┌──

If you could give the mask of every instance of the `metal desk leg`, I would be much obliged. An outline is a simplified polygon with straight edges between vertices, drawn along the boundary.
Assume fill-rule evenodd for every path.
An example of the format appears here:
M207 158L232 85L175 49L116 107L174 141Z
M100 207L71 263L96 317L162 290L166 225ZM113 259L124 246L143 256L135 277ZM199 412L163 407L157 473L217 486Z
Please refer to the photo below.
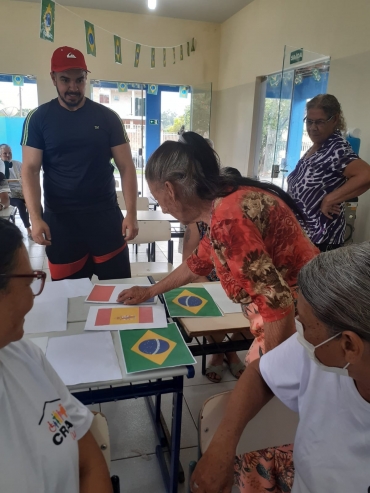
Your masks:
M150 262L155 262L155 243L151 244Z
M184 383L182 381L182 383ZM180 439L183 393L176 392L172 400L170 493L177 493L180 465Z
M168 240L168 262L173 264L173 240Z
M203 336L203 345L207 344L207 339ZM206 374L207 367L207 356L205 353L202 354L202 375Z

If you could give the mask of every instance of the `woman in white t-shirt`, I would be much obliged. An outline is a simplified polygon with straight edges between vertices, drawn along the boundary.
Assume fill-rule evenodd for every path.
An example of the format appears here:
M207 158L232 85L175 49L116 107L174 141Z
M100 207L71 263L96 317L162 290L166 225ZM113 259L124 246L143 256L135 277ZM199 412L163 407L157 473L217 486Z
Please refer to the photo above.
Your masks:
M292 493L370 492L370 242L315 257L298 284L297 333L241 376L192 492L228 493L234 480L243 492L236 446L274 394L300 418Z
M89 431L92 413L41 350L21 340L45 277L32 270L19 229L0 219L0 491L110 493L108 468Z

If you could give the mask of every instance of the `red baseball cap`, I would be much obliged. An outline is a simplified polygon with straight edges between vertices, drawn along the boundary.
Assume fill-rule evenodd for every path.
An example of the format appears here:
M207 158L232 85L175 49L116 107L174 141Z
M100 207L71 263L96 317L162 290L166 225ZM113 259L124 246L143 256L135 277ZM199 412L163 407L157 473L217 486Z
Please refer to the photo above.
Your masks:
M72 68L80 68L90 72L90 70L87 70L85 57L79 50L70 46L57 48L51 57L51 71L64 72Z

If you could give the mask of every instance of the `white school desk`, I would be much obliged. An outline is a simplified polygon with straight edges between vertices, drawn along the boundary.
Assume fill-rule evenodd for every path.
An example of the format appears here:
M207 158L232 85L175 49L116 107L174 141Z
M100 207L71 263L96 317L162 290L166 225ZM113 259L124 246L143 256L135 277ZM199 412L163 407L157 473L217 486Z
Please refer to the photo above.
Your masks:
M127 211L122 210L122 214L126 217ZM171 216L171 214L164 214L162 211L137 211L138 221L169 221L170 223L178 223L179 220Z
M146 277L133 279L114 279L99 281L99 284L150 284ZM84 332L85 321L88 308L91 304L85 303L85 296L70 298L68 300L68 325L63 332L49 332L30 334L26 337L63 337L67 335L82 334ZM93 306L97 306L96 303ZM87 308L87 309L86 309ZM156 455L159 460L162 476L167 493L176 493L178 482L183 482L185 477L180 466L180 435L182 418L182 397L184 376L194 377L193 366L178 366L175 368L164 368L150 370L136 374L127 374L123 361L122 348L118 331L111 331L114 347L118 357L118 362L122 372L122 380L111 382L90 382L85 384L73 385L69 390L82 403L96 404L117 400L126 400L138 397L146 397L149 409L154 421L154 426L161 445L156 448ZM66 364L68 362L66 361ZM161 396L162 394L173 394L173 413L171 435L166 436L161 420ZM155 396L153 403L151 396ZM170 467L167 468L163 447L171 451Z

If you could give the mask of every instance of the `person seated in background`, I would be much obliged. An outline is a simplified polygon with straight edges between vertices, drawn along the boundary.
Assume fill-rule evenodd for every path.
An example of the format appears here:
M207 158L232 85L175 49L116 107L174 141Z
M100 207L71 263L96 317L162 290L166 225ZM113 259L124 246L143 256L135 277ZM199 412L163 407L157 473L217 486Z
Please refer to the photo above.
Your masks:
M301 212L301 224L322 252L344 244L343 202L370 188L370 166L342 136L341 105L331 94L306 104L304 119L312 147L288 176L288 193Z
M211 139L204 139L207 144L214 149L214 145ZM221 171L232 176L241 177L241 173L238 169L232 167L221 168ZM184 234L184 245L182 251L182 261L185 262L188 257L193 253L193 251L198 247L199 242L207 234L207 224L200 221L197 223L189 224L186 226ZM217 277L216 269L213 269L207 276L200 276L197 282L213 282L219 281ZM225 334L214 334L211 338L207 338L208 342L221 342L225 337ZM237 335L232 335L231 339L234 340ZM218 383L222 380L223 375L223 361L225 354L214 354L211 357L209 366L206 369L206 377L208 380L214 383ZM245 369L244 363L242 363L235 351L227 353L227 362L230 368L231 374L236 378L240 378L240 375Z
M0 172L0 211L6 209L10 205L10 188L4 173Z
M20 230L0 218L0 491L111 493L93 414L22 340L45 277L32 270Z
M229 493L234 481L242 493L369 491L370 242L318 255L298 286L297 332L237 382L193 493ZM235 458L243 429L274 394L299 413L295 472L282 454Z
M0 159L4 163L5 178L10 188L10 204L16 207L21 216L28 238L32 240L30 216L27 211L26 201L22 191L22 163L12 159L12 150L7 144L0 145Z

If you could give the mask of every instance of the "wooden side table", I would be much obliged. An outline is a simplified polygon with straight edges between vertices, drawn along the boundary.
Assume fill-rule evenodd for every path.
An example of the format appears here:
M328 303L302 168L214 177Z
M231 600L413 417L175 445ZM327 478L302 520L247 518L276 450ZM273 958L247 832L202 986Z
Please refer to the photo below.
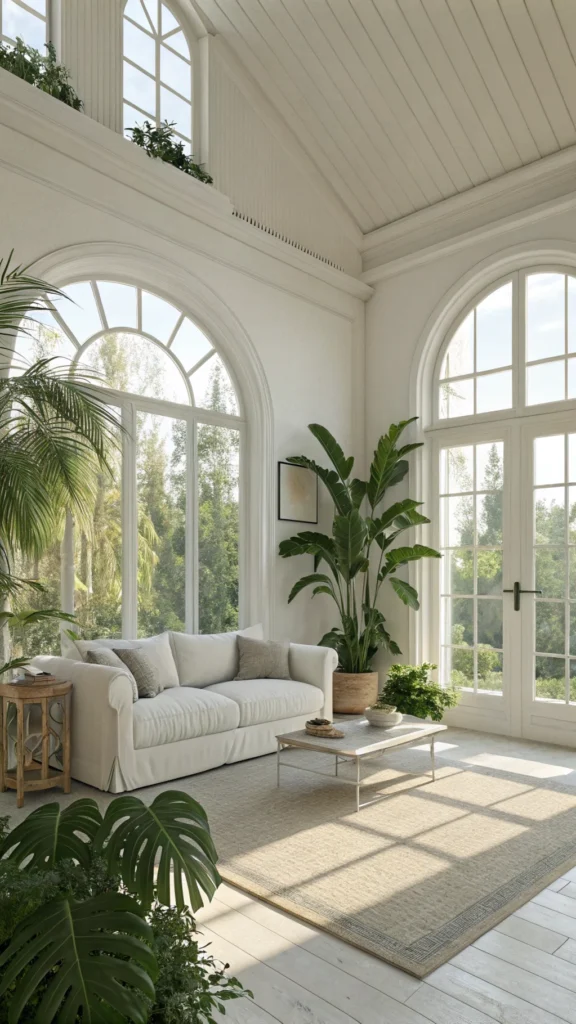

└──

=== Task brief ===
Pictures omitted, give the entries again exactly.

=== Written solution ===
If you could give the mask of every instance of the `metal desk leg`, I would be much obliged. An outline is a simplified polygon with straight edges between vertices, drawn along the boundary.
Assume fill-rule evenodd for every path.
An example of the format appears here:
M207 158L232 85L175 49L116 107L174 141Z
M100 207L71 263L96 317L162 290L166 225ZM113 259L124 246L143 256L135 277ZM199 412L163 407L157 473L217 486Z
Please refer to the photo below.
Your masks:
M150 262L155 262L155 243L151 244Z
M184 383L182 381L182 383ZM180 439L183 393L176 392L172 400L170 493L177 493L180 465Z
M168 240L168 262L173 264L173 240Z
M203 336L203 345L207 344L207 339ZM206 374L207 367L207 356L205 353L202 354L202 375Z

If you could give the mask of every instance of the `woman in white t-shirt`, I would be much obliged. An outline is a simplified polygon with straight edges between vertices, drawn along the boundary.
Assume fill-rule evenodd for every path.
An example of the format appears here:
M207 158L232 85L175 49L116 107L174 141Z
M100 207L71 263L96 317L162 290L166 225ZM113 259L124 246L143 256L135 277ZM199 412L163 407L157 473L217 486Z
Please refer to the photo above.
Your masks:
M292 493L370 492L370 242L315 257L298 284L297 333L241 376L192 492L228 493L234 480L243 492L236 446L274 394L300 418Z
M89 431L92 413L41 350L21 340L45 277L32 270L19 229L0 219L0 491L110 493L108 468Z

If you could give the mask of every instance of the `red baseball cap`, I would be much obliged. An outline is a simplified polygon with straight edges between vertices, drawn along the boundary.
Assume fill-rule evenodd for every path.
An example of the format appears here:
M207 158L232 85L175 49L116 107L174 141Z
M100 207L71 263L96 317L162 290L166 225ZM113 259L124 246L143 256L135 277ZM199 412L163 407L157 473L217 486Z
Please refer to the photo above.
Your masks:
M72 68L80 68L90 72L90 70L87 70L85 57L79 50L70 46L57 48L51 57L51 71L64 72Z

If you could give the mask of every instance of the `white school desk`, I would be much obliged. An outline is a simplified polygon with straight edges between vertices, drawn along the boundary.
Assume fill-rule evenodd for every path.
An example of the format appears here:
M207 158L232 85L175 49L116 107L174 141Z
M100 207L71 263L96 317L162 290L166 225ZM113 259L124 246L143 256L135 277ZM199 412L163 407L157 473L217 486Z
Please refer to the photo above.
Your masks:
M127 211L122 210L122 214L126 217ZM171 216L171 214L164 214L162 211L137 211L138 221L169 221L170 223L178 223L179 220Z
M146 277L133 279L114 279L99 281L99 284L150 284ZM84 332L85 321L88 308L91 304L85 303L85 296L70 298L68 300L68 325L63 332L49 332L30 334L26 337L63 337L67 335L82 334ZM93 306L97 306L96 303ZM87 308L87 309L86 309ZM156 455L159 460L162 476L167 493L176 493L178 482L183 482L185 477L180 466L180 435L182 418L182 397L184 376L194 377L193 366L178 366L175 368L164 368L150 370L136 374L127 374L123 361L122 348L118 331L111 331L114 347L118 357L118 362L122 372L122 380L111 382L90 382L85 384L73 385L69 390L82 403L96 404L117 400L126 400L138 397L146 397L149 409L154 421L154 426L161 445L156 448ZM66 364L68 362L66 361ZM161 396L162 394L173 394L173 413L171 435L166 436L161 420ZM155 396L153 403L151 396ZM170 467L167 468L163 447L171 451Z

If you could give the mask of every instance of the `person seated in background`, I would be much obliged. An outline is a simplified polygon with straight edges between vertices, drawn along the boundary.
Assume fill-rule evenodd for every path.
An example of the format appears here:
M207 158L232 85L175 49L116 107L174 141Z
M100 207L71 263L96 317L162 290L166 225ZM113 259L124 246L143 256L135 277ZM199 412L163 407L157 473L217 486Z
Please refer to the photo above.
Your masks:
M301 212L301 224L322 252L344 244L343 202L370 188L370 166L342 136L341 105L331 94L306 104L304 119L312 147L288 176L288 193Z
M211 139L204 139L207 144L214 149L214 145ZM221 171L232 176L241 177L241 173L238 169L232 167L221 168ZM184 234L184 245L182 251L182 261L185 262L188 257L193 253L193 251L198 247L199 242L207 234L207 224L200 221L197 223L189 224L186 226ZM217 277L216 269L213 269L207 276L200 276L197 282L213 282L219 281ZM225 334L214 334L211 338L207 338L208 342L221 342L225 337ZM237 335L232 335L231 339L234 340ZM218 383L222 380L223 375L223 361L225 354L214 354L211 357L209 366L206 369L206 377L208 380L214 383ZM245 369L244 363L242 363L235 351L227 353L227 362L230 368L231 374L236 378L240 378L240 375Z
M0 172L0 211L6 209L10 205L10 188L4 173Z
M20 230L0 218L0 491L111 493L93 414L22 340L45 277L32 270Z
M229 493L234 481L242 493L369 491L370 242L318 255L298 286L297 332L237 382L193 493ZM235 458L243 429L274 394L299 413L295 472L282 454Z
M0 159L4 163L5 178L10 188L10 204L16 207L21 216L28 238L32 240L30 216L27 211L26 201L22 191L22 163L12 159L12 150L7 144L0 145Z

If you could give the mask of every instance of the "wooden side table", I would be much obliged. An outline is a simplified polygon with straight edges between vertices, drawn along the boundary.
Assume fill-rule evenodd for every path.
An example of the format appears here:
M328 303L302 168L214 177Z
M231 600L413 417L175 445ZM327 478L302 520L247 518L276 450ZM273 958L247 832L202 986Z
Please refer to the photo below.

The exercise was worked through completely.